### Problem to solve:
Copy the records below word for word, beginning at the line that contains "Q: For each instance of the hanging" and stopping after the last line of the records.

### Material for this task:

┄┄┄┄┄┄┄┄┄┄

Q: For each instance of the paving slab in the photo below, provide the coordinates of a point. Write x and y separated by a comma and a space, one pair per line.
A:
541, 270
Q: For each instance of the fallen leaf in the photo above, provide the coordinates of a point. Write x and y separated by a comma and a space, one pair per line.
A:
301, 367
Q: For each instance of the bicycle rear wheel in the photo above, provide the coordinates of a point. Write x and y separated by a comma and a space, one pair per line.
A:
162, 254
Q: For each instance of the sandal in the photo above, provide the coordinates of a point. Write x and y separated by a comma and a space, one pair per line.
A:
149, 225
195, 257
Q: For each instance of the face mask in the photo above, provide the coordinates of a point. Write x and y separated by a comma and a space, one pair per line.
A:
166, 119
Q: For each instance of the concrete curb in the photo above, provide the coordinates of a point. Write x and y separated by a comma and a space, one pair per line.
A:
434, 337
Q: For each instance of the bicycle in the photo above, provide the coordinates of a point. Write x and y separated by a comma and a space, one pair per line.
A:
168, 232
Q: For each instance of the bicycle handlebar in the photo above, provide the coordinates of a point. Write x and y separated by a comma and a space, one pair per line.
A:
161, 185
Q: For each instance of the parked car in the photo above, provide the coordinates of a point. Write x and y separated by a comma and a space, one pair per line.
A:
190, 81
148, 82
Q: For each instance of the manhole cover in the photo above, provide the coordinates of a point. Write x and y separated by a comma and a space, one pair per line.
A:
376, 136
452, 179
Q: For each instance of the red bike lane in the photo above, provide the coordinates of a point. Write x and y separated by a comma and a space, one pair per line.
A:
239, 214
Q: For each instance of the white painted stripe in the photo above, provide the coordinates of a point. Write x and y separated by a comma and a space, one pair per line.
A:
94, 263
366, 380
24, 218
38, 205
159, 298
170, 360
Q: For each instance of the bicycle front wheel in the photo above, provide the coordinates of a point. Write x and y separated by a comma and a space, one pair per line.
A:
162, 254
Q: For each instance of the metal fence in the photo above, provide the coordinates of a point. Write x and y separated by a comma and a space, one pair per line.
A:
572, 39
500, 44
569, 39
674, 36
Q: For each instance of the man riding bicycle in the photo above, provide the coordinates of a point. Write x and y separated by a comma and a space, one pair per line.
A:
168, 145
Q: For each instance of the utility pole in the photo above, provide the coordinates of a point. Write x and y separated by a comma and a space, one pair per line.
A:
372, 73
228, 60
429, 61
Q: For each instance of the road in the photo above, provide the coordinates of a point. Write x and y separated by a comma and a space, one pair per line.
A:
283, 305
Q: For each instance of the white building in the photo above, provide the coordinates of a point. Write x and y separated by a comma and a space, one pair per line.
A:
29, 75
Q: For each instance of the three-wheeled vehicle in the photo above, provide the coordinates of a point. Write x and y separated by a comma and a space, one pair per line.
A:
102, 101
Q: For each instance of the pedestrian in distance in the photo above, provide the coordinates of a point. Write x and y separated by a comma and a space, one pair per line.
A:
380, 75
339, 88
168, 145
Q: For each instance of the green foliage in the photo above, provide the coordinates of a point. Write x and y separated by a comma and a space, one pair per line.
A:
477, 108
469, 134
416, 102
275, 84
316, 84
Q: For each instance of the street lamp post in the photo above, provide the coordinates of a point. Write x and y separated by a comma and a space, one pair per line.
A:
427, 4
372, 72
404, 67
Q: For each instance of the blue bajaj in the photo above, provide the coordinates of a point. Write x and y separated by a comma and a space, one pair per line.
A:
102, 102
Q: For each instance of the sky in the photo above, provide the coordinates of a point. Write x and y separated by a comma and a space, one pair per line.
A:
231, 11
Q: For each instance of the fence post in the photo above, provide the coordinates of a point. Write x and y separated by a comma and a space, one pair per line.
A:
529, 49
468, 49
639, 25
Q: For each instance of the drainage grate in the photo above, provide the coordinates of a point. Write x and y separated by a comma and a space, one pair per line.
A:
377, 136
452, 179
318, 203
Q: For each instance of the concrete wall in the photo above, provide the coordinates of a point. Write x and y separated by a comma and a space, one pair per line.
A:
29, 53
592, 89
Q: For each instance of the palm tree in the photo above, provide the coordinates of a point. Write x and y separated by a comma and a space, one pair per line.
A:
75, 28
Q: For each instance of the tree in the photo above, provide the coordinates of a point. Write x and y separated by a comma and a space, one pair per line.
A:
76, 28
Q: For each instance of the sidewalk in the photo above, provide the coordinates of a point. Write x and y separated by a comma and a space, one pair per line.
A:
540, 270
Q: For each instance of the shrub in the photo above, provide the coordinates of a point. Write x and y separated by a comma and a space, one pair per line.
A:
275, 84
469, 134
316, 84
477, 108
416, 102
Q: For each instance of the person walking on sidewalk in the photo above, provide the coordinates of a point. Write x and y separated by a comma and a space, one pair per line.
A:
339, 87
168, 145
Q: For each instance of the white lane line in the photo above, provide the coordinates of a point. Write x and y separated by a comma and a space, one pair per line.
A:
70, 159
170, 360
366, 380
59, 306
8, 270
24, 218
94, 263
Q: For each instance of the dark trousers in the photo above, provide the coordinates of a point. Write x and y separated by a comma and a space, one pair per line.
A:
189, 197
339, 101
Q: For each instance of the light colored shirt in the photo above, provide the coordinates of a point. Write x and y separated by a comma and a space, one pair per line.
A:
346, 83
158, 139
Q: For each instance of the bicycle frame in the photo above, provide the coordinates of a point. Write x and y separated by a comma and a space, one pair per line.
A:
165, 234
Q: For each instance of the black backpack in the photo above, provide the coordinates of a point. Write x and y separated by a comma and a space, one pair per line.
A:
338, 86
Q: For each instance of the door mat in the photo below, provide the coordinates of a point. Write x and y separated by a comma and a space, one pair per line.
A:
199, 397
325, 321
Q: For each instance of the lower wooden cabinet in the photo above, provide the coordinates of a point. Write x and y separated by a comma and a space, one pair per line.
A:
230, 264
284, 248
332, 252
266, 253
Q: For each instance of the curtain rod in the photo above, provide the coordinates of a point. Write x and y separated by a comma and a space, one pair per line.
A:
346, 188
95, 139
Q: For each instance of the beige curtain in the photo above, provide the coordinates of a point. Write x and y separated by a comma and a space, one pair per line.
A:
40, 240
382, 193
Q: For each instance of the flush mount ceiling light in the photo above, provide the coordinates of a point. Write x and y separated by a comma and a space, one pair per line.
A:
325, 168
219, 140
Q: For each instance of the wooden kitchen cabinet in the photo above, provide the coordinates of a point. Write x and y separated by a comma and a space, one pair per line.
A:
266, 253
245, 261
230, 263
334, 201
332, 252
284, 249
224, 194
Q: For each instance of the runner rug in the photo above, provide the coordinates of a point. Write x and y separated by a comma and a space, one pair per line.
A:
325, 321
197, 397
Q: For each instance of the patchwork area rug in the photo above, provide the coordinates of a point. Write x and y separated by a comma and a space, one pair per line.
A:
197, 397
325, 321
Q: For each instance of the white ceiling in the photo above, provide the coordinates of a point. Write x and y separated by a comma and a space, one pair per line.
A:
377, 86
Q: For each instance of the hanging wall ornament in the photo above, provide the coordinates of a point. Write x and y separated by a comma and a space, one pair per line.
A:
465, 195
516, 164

┄┄┄┄┄┄┄┄┄┄

### Solution to this problem:
Q: For each instance of the hanging wall ornament in the photo above, provide the coordinates of a point. Write x and y separated by a comma and a space, one pair per line.
A:
465, 195
516, 164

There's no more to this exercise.